## SET PROBLEM
Could you repeat the entries from their first line through the line with "x=453 y=333", both included, with "bicycle front wheel" changed to "bike front wheel" and all else left the same? Omit the pictures from your answer.

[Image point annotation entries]
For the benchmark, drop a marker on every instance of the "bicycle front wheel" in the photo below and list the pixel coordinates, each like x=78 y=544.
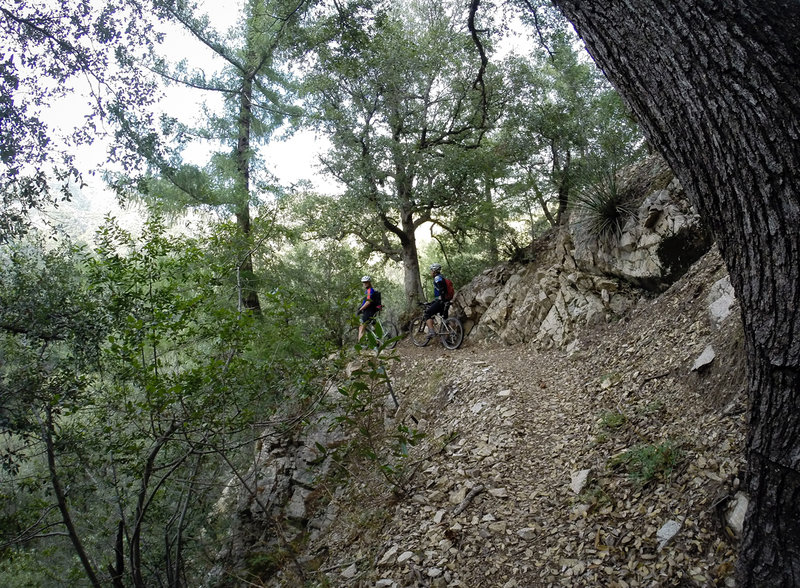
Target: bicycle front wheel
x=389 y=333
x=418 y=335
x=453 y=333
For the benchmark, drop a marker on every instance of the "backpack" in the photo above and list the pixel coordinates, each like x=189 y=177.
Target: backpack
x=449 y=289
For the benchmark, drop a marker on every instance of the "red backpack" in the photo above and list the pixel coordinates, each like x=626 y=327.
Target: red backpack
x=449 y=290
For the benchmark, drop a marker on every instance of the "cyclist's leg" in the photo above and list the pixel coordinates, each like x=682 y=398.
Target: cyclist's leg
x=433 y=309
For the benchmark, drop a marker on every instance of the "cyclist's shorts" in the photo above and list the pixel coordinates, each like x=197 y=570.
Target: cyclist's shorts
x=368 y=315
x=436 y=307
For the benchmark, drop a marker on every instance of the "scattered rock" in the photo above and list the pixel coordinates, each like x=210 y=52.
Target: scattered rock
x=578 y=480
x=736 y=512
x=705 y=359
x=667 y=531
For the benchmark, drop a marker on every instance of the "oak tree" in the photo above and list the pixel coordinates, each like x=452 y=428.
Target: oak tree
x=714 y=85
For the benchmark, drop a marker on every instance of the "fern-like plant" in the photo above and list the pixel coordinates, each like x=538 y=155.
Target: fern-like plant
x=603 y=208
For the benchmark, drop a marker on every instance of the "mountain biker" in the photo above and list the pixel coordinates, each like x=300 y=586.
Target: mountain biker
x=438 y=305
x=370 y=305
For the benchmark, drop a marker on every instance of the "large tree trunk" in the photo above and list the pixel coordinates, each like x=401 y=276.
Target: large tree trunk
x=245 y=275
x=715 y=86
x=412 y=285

## CORRECT RESULT
For the benchmark, drop a marker on every instance of the "bike front wheel" in the photo below and list the pixel coordinates, each like x=78 y=544.
Target: bike front wheel
x=389 y=333
x=418 y=335
x=453 y=333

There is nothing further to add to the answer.